Required work:
Please write out the review of The Hunt again, starting with "Do you ever" and going on through "the COVID-19 pandemic.", and change "avalanche" to "flood".

Text for analysis:
*** Begin section ***

Do you ever notice how movies that generate a lot of pre-release controversies don't tend to be worth all the fuss? Remember how people lost their minds over The Da Vinci Code in 2006? I dare anyone to find somebody in 2020 who genuinely likes that movie or even remembers it. Ditto for the 2007 movie The Golden Compass. So it's true for The Hunt, which saw an avalanche of pre-release complaints for its premise surrounding Trump supporters and right-wing people being hunted for sport by wealthy people who identify as Liberals. This included a tweet from the orange-skinned fascist currently sitting in the Oval Office. The Hunt got its release delayed by six months. Ironically, it ended up debut in theaters just five days before they were shut down in response to the COVID-19 pandemic.
Like so many other movies that caused a pre-release tizzy, The Hunt isn't really worth all the fuss. In fact, the strangest part of The Hunt is how the whole "hunting conservatives" aspect only really factors into the first fifteen-ish minutes. The opening scene of The Hunt see's a bunch of people waking up in a field and then realizing that they've been kidnapped, dropped into a field and are now being hunted. From there, they're quickly slaughtered before we meet our protagonist, politically ambiguous Crystal Creasey (Betty Gilpin). All the story elements that caused such controversy are basically a prologue before the real story, concerning Crystal going after the people who kidnapped her, kicks in.
Political overtones seep into the project but they're mostly what you'd expect from a bunch of rich white people trying to offer commentary on the modern era of American politics. People of color are basically nonexistent. Ditto for queer people. There's a whole lot of spouting of recognizable buzzwords but no real insight into the psychology or systemic forces that inform the modern American political scene. The Hunt promotes itself as edgy fare but it's tragically conventional in too many ways. The mixture of R-rated action with political overtones makes it clear that The Hunt is channeling classic John Carpenter movies like They Live. Instead, it has all the edge of Swing Vote.
Anytime writers Nick Cuse & Damon Lindelof and director Craig Zobel try to make The Hunt into a political commentary, the movie stumbles. The only political-based gags that land are amusing jokes centering around how the Liberal hunters concern themselves with things like using racially appropriate terms while being so nonchalant on killing people. That dissonance has a level of specificity to it that the rest of the political elements of The Hunt just don't bother to have. On a more positive note, The Hunt actually does work better as an action movie, particularly when it comes to the lead character Betty Gilpin.
In Gilpin's performance, The Hunt does echo a classic Carpenter film, Escape From New York. Gilpin's Crystal is a modern-day Snake Plissken, a cunning figure who can punch their way out of any snafu and has an amusing sense of disgruntlement with everyone around them. Gilpin evokes Plissken in her performance as Crystal but she's totally able to make the character her own. In her post-GLOW movie roles, Gilpin has been tragically underserved by films like Stuber and The Grudge. How nice, then, that The Hunt not only gives Gilpin plenty to do but lets her show off her action movie chops. Nobody else in the cast really leaves an impression, but at least Gilpin delivers one heck of a lead performance.
Gilpin is also at the center of The Hunt's best scene, an extended fight scene between Crystal and the film's ultimate villain, Athena Stone (Hillary Swank). Their hand-to-hand combat makes creative use of objects lying around Stone's hunting lodge while some effective dark comedy ("No more glass!" Stone shouts after the two characters fell through a window) had me chuckling. Why wasn't The Hunt more concerned with cool R-rated action? That's clearly something it's much better at, particularly compared to its efforts at being a timely piece of political commentary. Alas, too much of The Hunt is spent on material it handles clumsily, at best. Chalk The Hunt up as another example of a movie that caused a whole lot of pre-release fuss for nothing.

*** End section ***

Information supplied:

*** Begin section ***

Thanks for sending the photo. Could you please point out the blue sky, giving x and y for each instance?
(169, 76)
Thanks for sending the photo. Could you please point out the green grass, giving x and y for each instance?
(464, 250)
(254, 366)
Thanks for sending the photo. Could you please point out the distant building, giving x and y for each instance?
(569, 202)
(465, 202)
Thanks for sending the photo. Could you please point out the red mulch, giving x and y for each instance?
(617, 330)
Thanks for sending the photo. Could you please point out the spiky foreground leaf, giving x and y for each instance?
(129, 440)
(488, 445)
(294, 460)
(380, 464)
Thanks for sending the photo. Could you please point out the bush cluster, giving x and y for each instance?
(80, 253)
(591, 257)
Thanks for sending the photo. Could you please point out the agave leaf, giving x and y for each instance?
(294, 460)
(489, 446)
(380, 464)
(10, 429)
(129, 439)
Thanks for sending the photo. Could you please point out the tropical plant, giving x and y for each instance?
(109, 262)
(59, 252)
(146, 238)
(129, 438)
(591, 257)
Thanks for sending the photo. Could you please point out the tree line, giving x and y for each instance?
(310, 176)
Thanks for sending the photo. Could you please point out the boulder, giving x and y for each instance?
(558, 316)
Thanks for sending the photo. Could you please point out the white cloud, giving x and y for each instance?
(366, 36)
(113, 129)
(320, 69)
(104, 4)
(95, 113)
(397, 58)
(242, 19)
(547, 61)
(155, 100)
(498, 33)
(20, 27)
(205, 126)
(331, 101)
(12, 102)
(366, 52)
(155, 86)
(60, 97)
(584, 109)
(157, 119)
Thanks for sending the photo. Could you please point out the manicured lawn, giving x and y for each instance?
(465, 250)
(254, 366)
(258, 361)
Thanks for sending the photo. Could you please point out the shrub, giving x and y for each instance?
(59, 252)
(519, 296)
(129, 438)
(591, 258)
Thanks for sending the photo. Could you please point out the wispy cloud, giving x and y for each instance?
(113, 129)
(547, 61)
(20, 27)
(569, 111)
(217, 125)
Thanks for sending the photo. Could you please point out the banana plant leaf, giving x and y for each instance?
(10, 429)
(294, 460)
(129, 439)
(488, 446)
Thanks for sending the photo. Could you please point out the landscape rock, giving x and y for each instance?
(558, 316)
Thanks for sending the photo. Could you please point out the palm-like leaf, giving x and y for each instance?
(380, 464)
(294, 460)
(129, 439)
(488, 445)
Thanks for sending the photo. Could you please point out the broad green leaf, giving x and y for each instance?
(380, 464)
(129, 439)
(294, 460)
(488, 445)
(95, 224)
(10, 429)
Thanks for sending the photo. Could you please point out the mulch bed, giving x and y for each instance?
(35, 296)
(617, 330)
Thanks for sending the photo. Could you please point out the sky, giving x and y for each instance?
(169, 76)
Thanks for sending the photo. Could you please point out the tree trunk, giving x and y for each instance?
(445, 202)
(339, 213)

*** End section ***

Answer for this exercise:
Do you ever notice how movies that generate a lot of pre-release controversies don't tend to be worth all the fuss? Remember how people lost their minds over The Da Vinci Code in 2006? I dare anyone to find somebody in 2020 who genuinely likes that movie or even remembers it. Ditto for the 2007 movie The Golden Compass. So it's true for The Hunt, which saw an flood of pre-release complaints for its premise surrounding Trump supporters and right-wing people being hunted for sport by wealthy people who identify as Liberals. This included a tweet from the orange-skinned fascist currently sitting in the Oval Office. The Hunt got its release delayed by six months. Ironically, it ended up debut in theaters just five days before they were shut down in response to the COVID-19 pandemic.